======== Records

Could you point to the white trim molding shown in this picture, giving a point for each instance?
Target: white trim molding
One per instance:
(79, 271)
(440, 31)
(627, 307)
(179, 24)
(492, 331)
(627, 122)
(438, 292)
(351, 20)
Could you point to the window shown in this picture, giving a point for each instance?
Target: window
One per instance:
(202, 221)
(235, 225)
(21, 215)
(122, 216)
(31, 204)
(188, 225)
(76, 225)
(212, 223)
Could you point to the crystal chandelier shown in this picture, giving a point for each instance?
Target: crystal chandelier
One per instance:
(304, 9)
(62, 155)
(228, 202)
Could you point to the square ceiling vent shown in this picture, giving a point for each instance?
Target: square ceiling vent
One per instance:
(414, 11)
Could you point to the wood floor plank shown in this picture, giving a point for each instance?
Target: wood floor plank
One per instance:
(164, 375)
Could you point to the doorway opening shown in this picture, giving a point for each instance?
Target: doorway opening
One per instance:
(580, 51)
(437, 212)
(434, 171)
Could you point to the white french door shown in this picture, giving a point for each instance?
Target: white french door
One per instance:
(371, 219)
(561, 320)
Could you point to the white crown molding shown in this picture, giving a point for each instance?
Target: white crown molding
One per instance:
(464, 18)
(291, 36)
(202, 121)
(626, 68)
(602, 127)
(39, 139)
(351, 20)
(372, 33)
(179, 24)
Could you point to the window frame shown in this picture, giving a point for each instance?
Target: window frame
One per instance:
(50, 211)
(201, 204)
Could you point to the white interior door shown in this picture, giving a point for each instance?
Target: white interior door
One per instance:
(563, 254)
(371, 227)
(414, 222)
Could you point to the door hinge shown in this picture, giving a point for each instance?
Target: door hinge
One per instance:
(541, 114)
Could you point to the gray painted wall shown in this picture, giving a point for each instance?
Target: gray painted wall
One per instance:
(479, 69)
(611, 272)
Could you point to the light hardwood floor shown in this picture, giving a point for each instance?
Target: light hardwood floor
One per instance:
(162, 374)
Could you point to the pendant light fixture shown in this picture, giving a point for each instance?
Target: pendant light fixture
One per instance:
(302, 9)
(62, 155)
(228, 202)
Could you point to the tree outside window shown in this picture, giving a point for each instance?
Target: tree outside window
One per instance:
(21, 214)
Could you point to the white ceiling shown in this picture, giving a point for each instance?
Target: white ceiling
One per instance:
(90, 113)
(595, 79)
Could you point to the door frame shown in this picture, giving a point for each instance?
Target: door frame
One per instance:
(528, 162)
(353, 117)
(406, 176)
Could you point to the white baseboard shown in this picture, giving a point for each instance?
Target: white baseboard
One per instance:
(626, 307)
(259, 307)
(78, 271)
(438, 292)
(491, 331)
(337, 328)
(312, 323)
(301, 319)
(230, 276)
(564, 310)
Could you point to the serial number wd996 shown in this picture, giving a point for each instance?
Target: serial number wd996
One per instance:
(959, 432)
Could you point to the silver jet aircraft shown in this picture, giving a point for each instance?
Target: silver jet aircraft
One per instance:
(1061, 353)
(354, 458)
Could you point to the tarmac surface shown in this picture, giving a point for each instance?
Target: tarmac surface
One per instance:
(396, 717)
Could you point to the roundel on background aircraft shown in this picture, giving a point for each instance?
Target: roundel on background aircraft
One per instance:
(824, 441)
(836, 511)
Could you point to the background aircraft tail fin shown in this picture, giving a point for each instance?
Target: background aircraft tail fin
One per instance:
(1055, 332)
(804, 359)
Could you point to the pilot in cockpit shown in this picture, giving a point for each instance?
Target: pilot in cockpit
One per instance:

================

> **Problem to work on**: Rewrite these lines, replacing "One per instance" with "Each instance" wherever it appears and leaving everything else unchanged.

> **Task answer**:
Could you point to the white trim molding shown in this picture, giving a point for each instance?
Target: white trim molding
Each instance:
(79, 271)
(440, 31)
(627, 307)
(179, 24)
(492, 331)
(627, 122)
(438, 292)
(351, 20)
Could you point to the window shown in this picture, giving a point for each instance?
Target: window
Each instance:
(202, 221)
(235, 225)
(21, 215)
(122, 216)
(31, 204)
(188, 225)
(76, 225)
(212, 223)
Could you point to the crystal chandelier shown in this picture, giving a point for each instance?
Target: crystal chandelier
Each instance:
(304, 9)
(62, 155)
(228, 202)
Could you point to the square ceiling vent shown in this picture, giving a point for each instance?
Target: square ceiling vent
Each instance:
(414, 11)
Could you point to the wood floor plank shown in this picture, giving a point for each instance?
Target: wood floor plank
Each instance:
(164, 375)
Could you point to the doorway opening shown in this picture, giving a point for each instance?
Target: doorway opening
Each instance:
(580, 51)
(437, 212)
(434, 171)
Could you point to the white french door shown in this picture, giving a point for each instance?
Target: white french door
Each instance:
(371, 219)
(561, 320)
Could you point to the white crown molding shown in this picture, giving a point for each instance?
Target: white crown molding
Each instance:
(464, 18)
(291, 36)
(202, 121)
(626, 68)
(602, 127)
(39, 139)
(351, 20)
(372, 33)
(179, 24)
Could you point to the window frame shown in this picture, giving a point for each instance?
Target: window frame
Each instance:
(50, 211)
(201, 204)
Could you point to the white interior door shown in this picture, giving a point for each instance?
Target: white interior door
Each instance:
(563, 254)
(371, 227)
(414, 222)
Could you point to the door hinge shown in this picture, giving a point for each instance?
Target: door hinge
Each instance:
(541, 114)
Could you point to the gray painted wall shown in this picture, giving a point for each instance?
Target: gray painted wall
Each instance:
(479, 69)
(611, 272)
Could you point to the light hardwood floor shown in this picture, giving a point for each instance?
Target: light hardwood floor
Each instance:
(162, 374)
Could you point to the pendant light fixture shown in this picture, giving a point for each instance?
Target: pendant light fixture
Each instance:
(302, 9)
(62, 155)
(228, 202)
Could you point to the tree outside window shown in this picture, giving a point for each instance?
Target: tree outside window
Each instance:
(21, 214)
Could you point to the white ceiling shown in this picture, giving a point for each instance?
Target: white ceiling
Each instance:
(90, 113)
(595, 79)
Could you point to the door frame shown in this picture, giving a point for each instance?
Target: door frame
Each instance:
(528, 162)
(353, 117)
(406, 176)
Could you point to the white baseboard shown in this picture, giving a point for each instance?
Target: white baseboard
Each instance:
(626, 307)
(259, 307)
(78, 271)
(438, 292)
(491, 331)
(337, 328)
(312, 323)
(301, 319)
(230, 276)
(564, 310)
Could you point to the serial number wd996 shown in this picture, giving a point for each instance?
Target: serial number wd996
Each instance:
(959, 432)
Could you point to the silver jet aircraft shown in this picture, giving a point for each instance?
Target: silver jet aircraft
Each instance:
(1061, 353)
(354, 458)
Could you point to the tarmac surface shown in this picture, giving a point for each instance?
Target: tarmac surface
Each instance:
(396, 717)
Could you point to the roundel on background aircraft shown in this picture, giving a point for each instance?
Target: roundel on background aircraft
Each instance:
(824, 441)
(836, 511)
Could you point to the background aircraft tail fin shown in this picture, giving a point for each instance?
Target: background aircraft tail fin
Each instance:
(1055, 332)
(804, 359)
Could you point to the pilot in cockpit shown in this picture, giving a point for each instance?
Target: pilot in cockpit
Each instance:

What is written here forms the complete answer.